* [EXTRAIT DU DOCUMENT]
########
Il y a quelque chose de pourri au royaume du commerce équitable

Nous avions abordé il y a quelques temps, le commerce équitable comme illustration de la discrimination tarifaire, ce qui nous avait conduit à nous interroger sur sa capacité à atteindre son objectif d’amélioration de la situation des habitants des pays pauvres. Mais depuis peu, l’intérêt que suscite le commerce équitable conduit de nombreuses personnes à aller étudier le fonctionnement concret de ce commerce : et les nouvelles qu’ils rapportent sont particulièrement préoccupantes.

Un swissroll avait déjà évoqué un reportage récent, intitulé “the bitter aftertaste“, un reportage tourné au Ghana montrant que la certification “Commerce équitable” allait dans ce pays à l’encontre de l’objectif de développement, en empêchant des producteurs locaux de mécaniser leur production, et ainsi d’augmenter leur productivité et leurs revenus.

Récemment, des reporters du Financial Times sont allés enquêter sur la production de café équitable au Pérou. Le résultat de l’enquête montre que le processus de certification “commerce équitable” est entaché de graves défauts, voire de fraudes. Le reportage évoque en effet :

– des employés, sur une plantation certifiée commerce équitable, payés en dessous du salaire minimum péruvien;
– des fraudes dans le processus de certification, conduisant à exporter sous le label “équitable” du café provenant de sources non vérifiées;
– Une ONG canadienne, sur la base de photos satellites, a constaté qu’un cinquième de la production d’un groupement certifié “équitable” s’effectuait dans une zone de forêt tropicale sanctuarisée et protégée.
########
* [DONNÉES FOURNIES]
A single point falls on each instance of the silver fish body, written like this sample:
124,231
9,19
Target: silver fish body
########
* [À FAIRE]
#1 D'après l'extrait sur le commerce équitable, dans quel pays les reporters du Financial Times ont-ils enquêté sur la production de café équitable ?
#2 Dans l'extrait sur le commerce équitable, résumez de façon plus concise le paragraphe commençant par « Nous avions abordé il y a quelques temps » en conservant ses faits principaux.
#3 Traduisez en anglais la phrase suivante, tirée de l'extrait sur le commerce équitable : « Le résultat de l’enquête montre que le processus de certification “commerce équitable” est entaché de graves défauts, voire de fraudes. »

* [RÉPONSES À L'EXERCICE]
#1 Au Pérou.

#2 Nous avions présenté le commerce équitable comme un exemple de discrimination tarifaire, ce qui nous avait amenés à douter de sa capacité à améliorer la situation des habitants des pays pauvres. Depuis peu, l'intérêt qu'il suscite pousse de nombreuses personnes à examiner son fonctionnement concret, et leurs constats sont très préoccupants.

#3 The findings of the investigation show that the "fair trade" certification process is marred by serious flaws, and even fraud.